■ **Exercise instructions**:
Convert the material below into a numbered list with one item per line, skipping blank lines. Leave the pictures out.

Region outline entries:
***
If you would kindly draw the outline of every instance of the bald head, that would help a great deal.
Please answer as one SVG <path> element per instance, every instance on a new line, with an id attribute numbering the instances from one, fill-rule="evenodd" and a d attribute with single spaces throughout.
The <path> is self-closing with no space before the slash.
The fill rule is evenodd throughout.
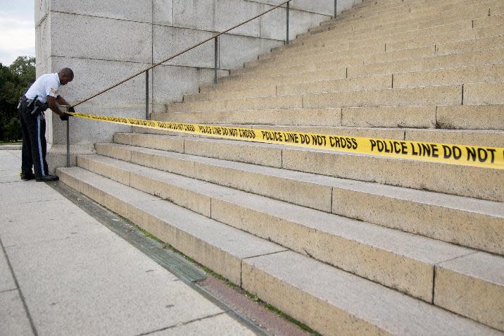
<path id="1" fill-rule="evenodd" d="M 73 80 L 73 71 L 70 68 L 63 68 L 59 70 L 58 76 L 60 77 L 61 85 L 65 85 Z"/>

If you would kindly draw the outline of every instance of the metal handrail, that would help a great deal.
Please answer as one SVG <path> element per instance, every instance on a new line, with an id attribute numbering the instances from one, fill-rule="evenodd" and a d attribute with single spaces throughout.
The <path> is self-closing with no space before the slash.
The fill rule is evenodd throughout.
***
■ **Written solution**:
1. If you would kindly draw the outline of every instance of the bald head, that would help a great deal.
2. Please answer as one SVG <path> element per instance, every instance on a new line, with an id attribute numbering the instances from one, fill-rule="evenodd" and a d attribute with single spaces throughout.
3. The <path> is self-closing with no space before the slash.
4. The fill rule is evenodd throughout.
5. <path id="1" fill-rule="evenodd" d="M 73 80 L 73 71 L 70 68 L 63 68 L 59 70 L 58 76 L 60 77 L 61 85 L 65 85 Z"/>
6. If you would kindly draw the outline of every instance of the metal handrail, that would help a great deal.
7. Please answer as one SVG <path> element per instance, every instance on a new line, with an id attribute numbering the instances from one, fill-rule="evenodd" and a d attribute with single spaces throughout.
8. The <path> is self-closing with no space before the slash.
9. The fill rule is evenodd throughout.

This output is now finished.